● What this task involves: Please render the rows below as a JSON array of strings, with one string per line and any blank lines left out.

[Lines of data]
————————

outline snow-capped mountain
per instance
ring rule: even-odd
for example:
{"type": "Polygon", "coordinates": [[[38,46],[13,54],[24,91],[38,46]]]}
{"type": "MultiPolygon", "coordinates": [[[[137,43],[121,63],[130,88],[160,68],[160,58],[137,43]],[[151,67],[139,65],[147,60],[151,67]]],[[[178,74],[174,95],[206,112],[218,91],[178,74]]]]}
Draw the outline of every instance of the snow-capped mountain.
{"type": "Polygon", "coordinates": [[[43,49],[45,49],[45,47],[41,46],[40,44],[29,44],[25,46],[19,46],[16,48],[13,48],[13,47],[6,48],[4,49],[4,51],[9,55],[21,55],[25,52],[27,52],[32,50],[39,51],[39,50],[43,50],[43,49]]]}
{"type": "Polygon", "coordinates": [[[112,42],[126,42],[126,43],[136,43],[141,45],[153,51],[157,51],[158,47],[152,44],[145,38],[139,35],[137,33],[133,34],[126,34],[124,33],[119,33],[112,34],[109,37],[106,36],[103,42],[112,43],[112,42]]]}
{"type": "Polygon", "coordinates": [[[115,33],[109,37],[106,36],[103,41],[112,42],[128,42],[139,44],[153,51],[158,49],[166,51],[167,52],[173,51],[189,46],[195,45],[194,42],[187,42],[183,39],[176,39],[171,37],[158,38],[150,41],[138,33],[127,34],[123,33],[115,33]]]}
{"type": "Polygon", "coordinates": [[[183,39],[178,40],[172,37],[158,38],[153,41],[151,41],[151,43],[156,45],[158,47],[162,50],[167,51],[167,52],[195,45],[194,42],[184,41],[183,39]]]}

————————

● Written response:
[
  "outline snow-capped mountain",
  "per instance",
  "ring rule: even-odd",
  "for example:",
  "{\"type\": \"Polygon\", \"coordinates\": [[[38,46],[13,54],[24,91],[38,46]]]}",
  "{\"type\": \"MultiPolygon\", \"coordinates\": [[[[137,43],[121,63],[130,88],[160,68],[160,58],[137,43]],[[151,67],[139,65],[147,60],[151,67]]],[[[178,74],[174,95],[206,112],[218,91],[178,74]]]]}",
  "Draw the outline of every instance of the snow-capped mountain.",
  "{\"type\": \"Polygon\", \"coordinates\": [[[43,49],[45,49],[45,47],[41,46],[40,44],[29,44],[25,46],[19,46],[16,48],[13,48],[13,47],[6,48],[4,49],[4,51],[9,55],[21,55],[25,52],[27,52],[32,50],[39,51],[39,50],[43,50],[43,49]]]}",
  "{\"type\": \"Polygon\", \"coordinates\": [[[112,42],[126,42],[126,43],[136,43],[141,45],[153,51],[157,51],[158,47],[152,44],[145,38],[139,35],[137,33],[133,34],[126,34],[124,33],[119,33],[112,34],[109,37],[106,36],[103,42],[112,43],[112,42]]]}",
  "{\"type\": \"Polygon\", \"coordinates\": [[[115,33],[109,37],[106,36],[103,41],[112,42],[128,42],[139,44],[153,51],[158,49],[166,51],[167,52],[173,51],[189,46],[195,45],[194,42],[187,42],[183,39],[176,39],[171,37],[158,38],[150,41],[138,33],[127,34],[123,33],[115,33]]]}",
  "{\"type\": \"Polygon\", \"coordinates\": [[[183,39],[178,40],[172,37],[158,38],[153,41],[151,41],[151,43],[156,45],[158,47],[162,50],[167,51],[167,52],[195,45],[194,42],[184,41],[183,39]]]}"
]